*ENTRIES PROVIDED*:
— Begin —

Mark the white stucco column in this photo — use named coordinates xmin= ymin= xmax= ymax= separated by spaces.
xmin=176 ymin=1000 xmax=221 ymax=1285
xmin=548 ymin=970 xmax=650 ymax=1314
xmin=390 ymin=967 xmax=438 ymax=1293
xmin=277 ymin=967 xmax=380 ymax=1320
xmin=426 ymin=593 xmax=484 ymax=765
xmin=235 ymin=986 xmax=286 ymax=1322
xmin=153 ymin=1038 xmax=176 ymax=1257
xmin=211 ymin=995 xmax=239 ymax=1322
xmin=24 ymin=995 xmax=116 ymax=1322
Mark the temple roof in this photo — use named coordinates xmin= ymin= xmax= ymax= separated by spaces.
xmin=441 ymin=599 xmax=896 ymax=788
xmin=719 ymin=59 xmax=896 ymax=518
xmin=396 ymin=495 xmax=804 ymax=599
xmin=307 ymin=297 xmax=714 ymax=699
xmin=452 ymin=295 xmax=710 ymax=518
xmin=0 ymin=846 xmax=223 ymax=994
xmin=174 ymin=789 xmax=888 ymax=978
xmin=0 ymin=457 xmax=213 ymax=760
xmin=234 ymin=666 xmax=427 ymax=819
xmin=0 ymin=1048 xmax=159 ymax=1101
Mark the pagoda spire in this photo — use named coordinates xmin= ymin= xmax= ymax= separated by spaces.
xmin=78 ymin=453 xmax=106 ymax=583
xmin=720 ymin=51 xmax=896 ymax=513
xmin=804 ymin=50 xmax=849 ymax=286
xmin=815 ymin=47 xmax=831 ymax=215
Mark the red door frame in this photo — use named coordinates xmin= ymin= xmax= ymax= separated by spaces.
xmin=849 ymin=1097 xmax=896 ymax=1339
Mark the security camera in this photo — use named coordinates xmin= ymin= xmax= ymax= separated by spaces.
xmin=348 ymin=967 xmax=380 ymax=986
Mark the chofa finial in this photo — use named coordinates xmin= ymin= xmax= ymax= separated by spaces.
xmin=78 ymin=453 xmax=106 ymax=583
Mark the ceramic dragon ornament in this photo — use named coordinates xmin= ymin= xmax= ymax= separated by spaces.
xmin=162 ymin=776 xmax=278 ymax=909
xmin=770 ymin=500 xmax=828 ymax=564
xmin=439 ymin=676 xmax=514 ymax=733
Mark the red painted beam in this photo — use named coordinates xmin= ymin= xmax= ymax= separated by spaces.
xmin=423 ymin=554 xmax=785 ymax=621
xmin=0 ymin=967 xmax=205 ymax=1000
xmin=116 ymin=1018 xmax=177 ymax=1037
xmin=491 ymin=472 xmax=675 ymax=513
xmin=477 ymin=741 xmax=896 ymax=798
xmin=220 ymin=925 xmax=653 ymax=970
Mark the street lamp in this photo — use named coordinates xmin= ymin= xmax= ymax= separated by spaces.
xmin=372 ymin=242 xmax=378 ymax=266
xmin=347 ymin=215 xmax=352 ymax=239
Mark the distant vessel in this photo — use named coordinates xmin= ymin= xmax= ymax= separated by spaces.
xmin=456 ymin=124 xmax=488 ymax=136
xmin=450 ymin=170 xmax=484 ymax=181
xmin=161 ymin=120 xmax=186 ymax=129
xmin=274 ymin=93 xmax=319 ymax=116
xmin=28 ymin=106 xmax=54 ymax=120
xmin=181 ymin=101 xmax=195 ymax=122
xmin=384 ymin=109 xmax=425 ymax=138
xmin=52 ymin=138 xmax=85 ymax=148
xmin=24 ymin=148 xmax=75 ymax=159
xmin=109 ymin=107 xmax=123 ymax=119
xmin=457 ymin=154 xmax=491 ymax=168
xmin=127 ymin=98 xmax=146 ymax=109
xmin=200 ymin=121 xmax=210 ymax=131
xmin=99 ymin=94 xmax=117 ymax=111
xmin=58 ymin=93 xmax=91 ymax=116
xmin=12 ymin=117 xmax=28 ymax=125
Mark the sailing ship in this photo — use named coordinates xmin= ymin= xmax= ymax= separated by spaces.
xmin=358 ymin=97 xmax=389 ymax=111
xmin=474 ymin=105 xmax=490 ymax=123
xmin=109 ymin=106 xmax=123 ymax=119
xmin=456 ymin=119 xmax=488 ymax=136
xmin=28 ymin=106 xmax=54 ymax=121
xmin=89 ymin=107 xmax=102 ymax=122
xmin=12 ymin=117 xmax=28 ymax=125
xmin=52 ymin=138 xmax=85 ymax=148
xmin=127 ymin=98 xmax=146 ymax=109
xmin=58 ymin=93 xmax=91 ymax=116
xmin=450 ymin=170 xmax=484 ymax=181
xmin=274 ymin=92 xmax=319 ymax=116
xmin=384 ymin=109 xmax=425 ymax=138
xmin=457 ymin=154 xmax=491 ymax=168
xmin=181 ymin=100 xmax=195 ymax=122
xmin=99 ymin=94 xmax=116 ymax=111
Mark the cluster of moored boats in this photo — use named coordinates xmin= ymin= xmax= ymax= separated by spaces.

— End —

*AIM*:
Can you rewrite all of the items above, swapping "Mark" for "Locate" and leaving everything else as it is?

*WRITTEN ANSWER*:
Locate the white stucco column in this photo — use named coordinates xmin= ymin= xmax= ymax= separated by spaces.
xmin=176 ymin=1000 xmax=221 ymax=1285
xmin=548 ymin=970 xmax=650 ymax=1314
xmin=390 ymin=967 xmax=438 ymax=1293
xmin=277 ymin=967 xmax=380 ymax=1320
xmin=426 ymin=593 xmax=484 ymax=765
xmin=235 ymin=986 xmax=286 ymax=1322
xmin=153 ymin=1038 xmax=176 ymax=1257
xmin=211 ymin=995 xmax=239 ymax=1322
xmin=24 ymin=995 xmax=116 ymax=1322
Locate the temple roof in this photo — use named coordinates xmin= ymin= xmax= ymax= separated by spaces.
xmin=441 ymin=599 xmax=896 ymax=788
xmin=719 ymin=59 xmax=896 ymax=518
xmin=396 ymin=495 xmax=804 ymax=599
xmin=307 ymin=297 xmax=714 ymax=699
xmin=452 ymin=295 xmax=710 ymax=518
xmin=0 ymin=846 xmax=223 ymax=994
xmin=174 ymin=789 xmax=888 ymax=978
xmin=0 ymin=457 xmax=213 ymax=760
xmin=234 ymin=666 xmax=427 ymax=819
xmin=0 ymin=1048 xmax=159 ymax=1101
Locate the pagoda spire in this photo — use named coordinates xmin= ymin= xmax= ymax= separated by spaces.
xmin=78 ymin=453 xmax=106 ymax=583
xmin=720 ymin=51 xmax=896 ymax=513
xmin=804 ymin=50 xmax=849 ymax=286
xmin=815 ymin=47 xmax=831 ymax=215
Locate the red door frame in this photo — use named coordinates xmin= ymin= xmax= ymax= separated by spaces.
xmin=849 ymin=1097 xmax=896 ymax=1339
Locate the security camera in this photo — use named coordinates xmin= ymin= xmax= ymax= separated by spaces.
xmin=348 ymin=967 xmax=380 ymax=986
Locate the chofa finial in this photo — use named coordinates xmin= ymin= xmax= ymax= separated by spaces.
xmin=78 ymin=453 xmax=106 ymax=583
Locate the ceramic dragon ornament in this photo — use named coordinates xmin= ymin= xmax= ymax= separated by spaces.
xmin=162 ymin=776 xmax=278 ymax=909
xmin=770 ymin=500 xmax=828 ymax=564
xmin=439 ymin=676 xmax=514 ymax=733
Locate the red painted beam in this photo — use named coordinates xmin= ymin= xmax= ymax= separated by spaces.
xmin=423 ymin=554 xmax=785 ymax=621
xmin=0 ymin=967 xmax=205 ymax=1000
xmin=116 ymin=1018 xmax=177 ymax=1037
xmin=491 ymin=472 xmax=675 ymax=513
xmin=477 ymin=741 xmax=896 ymax=798
xmin=220 ymin=925 xmax=653 ymax=970
Locate the street lamp in this photo — use named coordinates xmin= ymin= xmax= ymax= separated by spaces.
xmin=372 ymin=242 xmax=378 ymax=266
xmin=347 ymin=215 xmax=352 ymax=239
Locate the distant vessel in this photo — use named coordinates xmin= ymin= xmax= ymax= separated by spaces.
xmin=456 ymin=124 xmax=488 ymax=136
xmin=450 ymin=170 xmax=484 ymax=181
xmin=161 ymin=120 xmax=186 ymax=129
xmin=274 ymin=93 xmax=319 ymax=116
xmin=28 ymin=106 xmax=54 ymax=120
xmin=181 ymin=101 xmax=195 ymax=122
xmin=384 ymin=109 xmax=425 ymax=138
xmin=52 ymin=138 xmax=85 ymax=148
xmin=24 ymin=148 xmax=75 ymax=159
xmin=109 ymin=107 xmax=123 ymax=119
xmin=457 ymin=154 xmax=491 ymax=168
xmin=127 ymin=98 xmax=146 ymax=109
xmin=200 ymin=121 xmax=210 ymax=131
xmin=99 ymin=94 xmax=117 ymax=111
xmin=58 ymin=93 xmax=91 ymax=116
xmin=12 ymin=117 xmax=28 ymax=125
Locate the sailing ship in this photo — use named coordinates xmin= ymin= xmax= ymax= separated by spaces.
xmin=358 ymin=97 xmax=389 ymax=111
xmin=474 ymin=105 xmax=490 ymax=123
xmin=109 ymin=106 xmax=123 ymax=119
xmin=456 ymin=119 xmax=488 ymax=136
xmin=28 ymin=106 xmax=54 ymax=121
xmin=89 ymin=107 xmax=102 ymax=122
xmin=12 ymin=117 xmax=28 ymax=125
xmin=52 ymin=138 xmax=85 ymax=148
xmin=127 ymin=98 xmax=146 ymax=109
xmin=58 ymin=93 xmax=91 ymax=116
xmin=450 ymin=170 xmax=484 ymax=181
xmin=274 ymin=92 xmax=319 ymax=116
xmin=384 ymin=109 xmax=425 ymax=138
xmin=457 ymin=154 xmax=491 ymax=168
xmin=181 ymin=100 xmax=195 ymax=122
xmin=99 ymin=94 xmax=116 ymax=111
Locate the cluster of moored boats in this photo — use named coordinates xmin= ymin= xmax= ymax= separated by spaces.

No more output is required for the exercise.